● Supplied records:
**********
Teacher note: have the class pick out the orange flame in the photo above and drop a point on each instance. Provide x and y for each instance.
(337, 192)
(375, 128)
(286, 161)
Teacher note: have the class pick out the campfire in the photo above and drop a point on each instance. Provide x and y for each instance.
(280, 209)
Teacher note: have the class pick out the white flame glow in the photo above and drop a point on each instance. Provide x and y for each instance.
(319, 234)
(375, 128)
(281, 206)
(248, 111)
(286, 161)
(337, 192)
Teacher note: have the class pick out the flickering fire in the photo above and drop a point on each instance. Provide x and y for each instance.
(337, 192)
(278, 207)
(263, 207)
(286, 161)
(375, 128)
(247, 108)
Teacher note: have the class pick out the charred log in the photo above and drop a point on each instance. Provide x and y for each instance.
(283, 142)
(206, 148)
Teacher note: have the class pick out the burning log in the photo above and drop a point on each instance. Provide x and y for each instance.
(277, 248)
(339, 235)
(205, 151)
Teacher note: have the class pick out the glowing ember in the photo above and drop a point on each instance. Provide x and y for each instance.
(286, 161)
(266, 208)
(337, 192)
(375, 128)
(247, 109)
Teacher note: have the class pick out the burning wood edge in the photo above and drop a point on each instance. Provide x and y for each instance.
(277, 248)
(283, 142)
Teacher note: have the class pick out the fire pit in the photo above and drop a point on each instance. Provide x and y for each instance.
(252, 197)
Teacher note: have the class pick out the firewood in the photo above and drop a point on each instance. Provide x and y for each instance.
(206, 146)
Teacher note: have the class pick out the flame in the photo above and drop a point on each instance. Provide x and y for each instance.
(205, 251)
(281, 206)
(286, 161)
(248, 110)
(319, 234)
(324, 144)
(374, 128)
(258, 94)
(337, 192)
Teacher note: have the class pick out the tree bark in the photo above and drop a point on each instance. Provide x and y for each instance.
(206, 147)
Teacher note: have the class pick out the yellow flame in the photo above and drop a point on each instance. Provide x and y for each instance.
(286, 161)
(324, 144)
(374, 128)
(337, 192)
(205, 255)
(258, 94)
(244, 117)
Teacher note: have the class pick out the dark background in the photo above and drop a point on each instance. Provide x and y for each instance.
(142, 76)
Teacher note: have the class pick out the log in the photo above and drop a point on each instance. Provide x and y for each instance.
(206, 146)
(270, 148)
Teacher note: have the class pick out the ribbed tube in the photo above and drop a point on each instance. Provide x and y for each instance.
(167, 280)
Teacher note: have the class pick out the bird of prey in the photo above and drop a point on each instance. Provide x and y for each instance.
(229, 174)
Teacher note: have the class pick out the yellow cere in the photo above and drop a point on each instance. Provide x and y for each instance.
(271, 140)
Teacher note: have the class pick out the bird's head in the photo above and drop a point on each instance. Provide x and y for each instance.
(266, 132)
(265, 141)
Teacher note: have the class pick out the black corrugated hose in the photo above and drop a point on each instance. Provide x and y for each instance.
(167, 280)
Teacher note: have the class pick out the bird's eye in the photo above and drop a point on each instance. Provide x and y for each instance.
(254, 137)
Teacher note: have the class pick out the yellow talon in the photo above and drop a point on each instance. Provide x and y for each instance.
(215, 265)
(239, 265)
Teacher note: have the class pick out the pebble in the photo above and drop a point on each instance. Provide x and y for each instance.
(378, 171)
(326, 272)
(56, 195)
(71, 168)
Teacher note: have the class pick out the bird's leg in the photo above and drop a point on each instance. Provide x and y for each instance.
**********
Give back, unchanged, everything from the line containing "Teacher note: have the class pick out the pebble" down to the final line above.

● Solved exercise:
Teacher note: have the class pick out the pebble in the photo above and drop a point on each instance. Provide x and y for each instance.
(378, 171)
(326, 272)
(56, 195)
(71, 168)
Teacher note: have the class pick out the bird's leg in the photo above and drop a point on each instance. Provide x and y for each instance.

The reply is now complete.